- **Prompt**: Find each line below that includes "walking", then copy it.

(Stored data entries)

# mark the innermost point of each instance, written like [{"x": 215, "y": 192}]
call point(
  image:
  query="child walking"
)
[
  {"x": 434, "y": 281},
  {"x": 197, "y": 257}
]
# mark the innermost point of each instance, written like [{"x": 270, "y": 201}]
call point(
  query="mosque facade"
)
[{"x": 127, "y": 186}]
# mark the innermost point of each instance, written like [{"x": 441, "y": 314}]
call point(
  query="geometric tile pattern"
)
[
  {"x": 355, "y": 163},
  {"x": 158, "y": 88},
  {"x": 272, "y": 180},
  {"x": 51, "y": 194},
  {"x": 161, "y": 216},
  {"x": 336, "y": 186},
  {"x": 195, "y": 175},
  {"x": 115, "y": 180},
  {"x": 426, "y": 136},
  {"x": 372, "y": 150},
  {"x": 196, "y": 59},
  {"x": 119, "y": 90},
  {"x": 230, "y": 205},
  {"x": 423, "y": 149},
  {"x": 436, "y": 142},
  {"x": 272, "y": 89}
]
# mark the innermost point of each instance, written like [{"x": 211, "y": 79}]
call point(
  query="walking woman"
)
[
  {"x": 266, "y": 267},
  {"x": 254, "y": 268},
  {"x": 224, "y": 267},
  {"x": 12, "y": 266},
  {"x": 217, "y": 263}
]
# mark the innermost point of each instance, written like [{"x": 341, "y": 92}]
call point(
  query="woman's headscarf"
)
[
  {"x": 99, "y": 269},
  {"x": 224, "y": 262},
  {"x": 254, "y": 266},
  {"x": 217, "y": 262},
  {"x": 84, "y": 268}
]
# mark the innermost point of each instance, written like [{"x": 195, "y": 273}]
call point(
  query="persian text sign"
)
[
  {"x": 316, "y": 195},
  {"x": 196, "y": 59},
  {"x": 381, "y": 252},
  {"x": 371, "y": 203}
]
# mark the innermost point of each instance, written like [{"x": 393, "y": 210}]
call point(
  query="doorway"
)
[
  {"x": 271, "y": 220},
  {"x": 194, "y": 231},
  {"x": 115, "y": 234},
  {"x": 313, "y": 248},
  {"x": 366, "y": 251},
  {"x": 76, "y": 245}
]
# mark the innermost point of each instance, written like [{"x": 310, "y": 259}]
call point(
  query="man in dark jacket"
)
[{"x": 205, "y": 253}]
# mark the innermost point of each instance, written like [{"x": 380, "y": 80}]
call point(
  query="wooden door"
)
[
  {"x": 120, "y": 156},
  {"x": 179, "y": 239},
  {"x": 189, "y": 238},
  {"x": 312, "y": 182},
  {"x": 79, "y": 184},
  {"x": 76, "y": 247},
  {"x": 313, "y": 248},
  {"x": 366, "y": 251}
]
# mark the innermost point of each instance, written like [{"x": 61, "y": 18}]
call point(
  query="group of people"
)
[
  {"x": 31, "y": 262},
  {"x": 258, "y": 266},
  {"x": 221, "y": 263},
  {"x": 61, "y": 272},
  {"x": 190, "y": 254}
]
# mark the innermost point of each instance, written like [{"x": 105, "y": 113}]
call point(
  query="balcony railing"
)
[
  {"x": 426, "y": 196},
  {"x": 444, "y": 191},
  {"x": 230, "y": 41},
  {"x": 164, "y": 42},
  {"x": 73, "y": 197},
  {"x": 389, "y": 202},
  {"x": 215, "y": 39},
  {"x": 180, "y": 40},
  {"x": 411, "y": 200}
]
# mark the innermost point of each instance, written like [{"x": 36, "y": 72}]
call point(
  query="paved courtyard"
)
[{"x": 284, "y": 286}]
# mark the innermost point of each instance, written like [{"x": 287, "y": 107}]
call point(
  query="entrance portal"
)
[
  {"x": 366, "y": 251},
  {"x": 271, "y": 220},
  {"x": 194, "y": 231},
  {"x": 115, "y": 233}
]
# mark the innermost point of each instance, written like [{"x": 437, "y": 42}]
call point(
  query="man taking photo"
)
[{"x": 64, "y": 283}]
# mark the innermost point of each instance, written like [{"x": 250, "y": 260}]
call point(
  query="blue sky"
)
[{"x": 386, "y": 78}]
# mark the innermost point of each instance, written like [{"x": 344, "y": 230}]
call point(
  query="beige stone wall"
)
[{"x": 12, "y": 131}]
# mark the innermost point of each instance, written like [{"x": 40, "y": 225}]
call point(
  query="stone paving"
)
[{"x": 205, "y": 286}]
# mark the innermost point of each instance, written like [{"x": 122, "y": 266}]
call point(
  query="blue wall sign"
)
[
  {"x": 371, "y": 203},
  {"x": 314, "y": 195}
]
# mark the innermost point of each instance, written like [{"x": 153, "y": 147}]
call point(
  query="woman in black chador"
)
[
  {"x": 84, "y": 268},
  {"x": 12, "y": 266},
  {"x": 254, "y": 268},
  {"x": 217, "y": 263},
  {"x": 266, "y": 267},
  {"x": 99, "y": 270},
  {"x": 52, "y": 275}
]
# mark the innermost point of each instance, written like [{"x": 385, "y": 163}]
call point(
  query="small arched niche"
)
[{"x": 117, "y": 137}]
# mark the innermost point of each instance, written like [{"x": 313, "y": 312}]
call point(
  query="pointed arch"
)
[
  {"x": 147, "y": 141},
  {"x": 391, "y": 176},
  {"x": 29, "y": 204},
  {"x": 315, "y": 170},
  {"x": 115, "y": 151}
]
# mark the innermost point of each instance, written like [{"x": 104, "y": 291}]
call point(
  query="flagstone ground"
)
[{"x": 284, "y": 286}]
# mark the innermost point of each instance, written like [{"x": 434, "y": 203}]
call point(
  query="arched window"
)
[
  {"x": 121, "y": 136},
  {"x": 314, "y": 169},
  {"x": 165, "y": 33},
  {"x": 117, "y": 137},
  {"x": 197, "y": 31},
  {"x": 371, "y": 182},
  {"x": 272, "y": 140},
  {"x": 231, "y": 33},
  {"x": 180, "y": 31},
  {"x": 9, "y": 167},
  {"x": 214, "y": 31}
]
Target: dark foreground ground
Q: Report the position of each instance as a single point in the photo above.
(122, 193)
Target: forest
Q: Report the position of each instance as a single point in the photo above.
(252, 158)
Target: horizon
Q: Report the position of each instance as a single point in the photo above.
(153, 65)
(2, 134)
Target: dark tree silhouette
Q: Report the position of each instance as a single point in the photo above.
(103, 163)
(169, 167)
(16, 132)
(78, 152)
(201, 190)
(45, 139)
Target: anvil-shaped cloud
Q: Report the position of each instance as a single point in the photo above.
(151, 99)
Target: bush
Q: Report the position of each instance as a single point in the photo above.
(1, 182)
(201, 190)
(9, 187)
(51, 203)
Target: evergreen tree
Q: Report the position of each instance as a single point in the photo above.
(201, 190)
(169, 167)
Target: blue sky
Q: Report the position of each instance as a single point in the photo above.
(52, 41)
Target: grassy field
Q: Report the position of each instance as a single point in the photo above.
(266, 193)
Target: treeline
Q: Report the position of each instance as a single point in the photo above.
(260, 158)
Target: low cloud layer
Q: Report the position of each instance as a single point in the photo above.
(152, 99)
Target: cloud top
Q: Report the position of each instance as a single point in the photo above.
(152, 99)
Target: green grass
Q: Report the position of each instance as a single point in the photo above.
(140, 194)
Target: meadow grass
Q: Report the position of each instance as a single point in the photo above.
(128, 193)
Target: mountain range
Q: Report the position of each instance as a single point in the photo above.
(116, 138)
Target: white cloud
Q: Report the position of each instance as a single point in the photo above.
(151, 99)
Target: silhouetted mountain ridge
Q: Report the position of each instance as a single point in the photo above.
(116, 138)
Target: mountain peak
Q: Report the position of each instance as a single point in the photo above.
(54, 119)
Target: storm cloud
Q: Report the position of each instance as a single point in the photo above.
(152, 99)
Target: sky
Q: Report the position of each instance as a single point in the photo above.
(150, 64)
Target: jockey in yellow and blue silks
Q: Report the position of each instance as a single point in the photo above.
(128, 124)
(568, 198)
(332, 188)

- **Expected output**:
  query="child walking"
  query="walking woman"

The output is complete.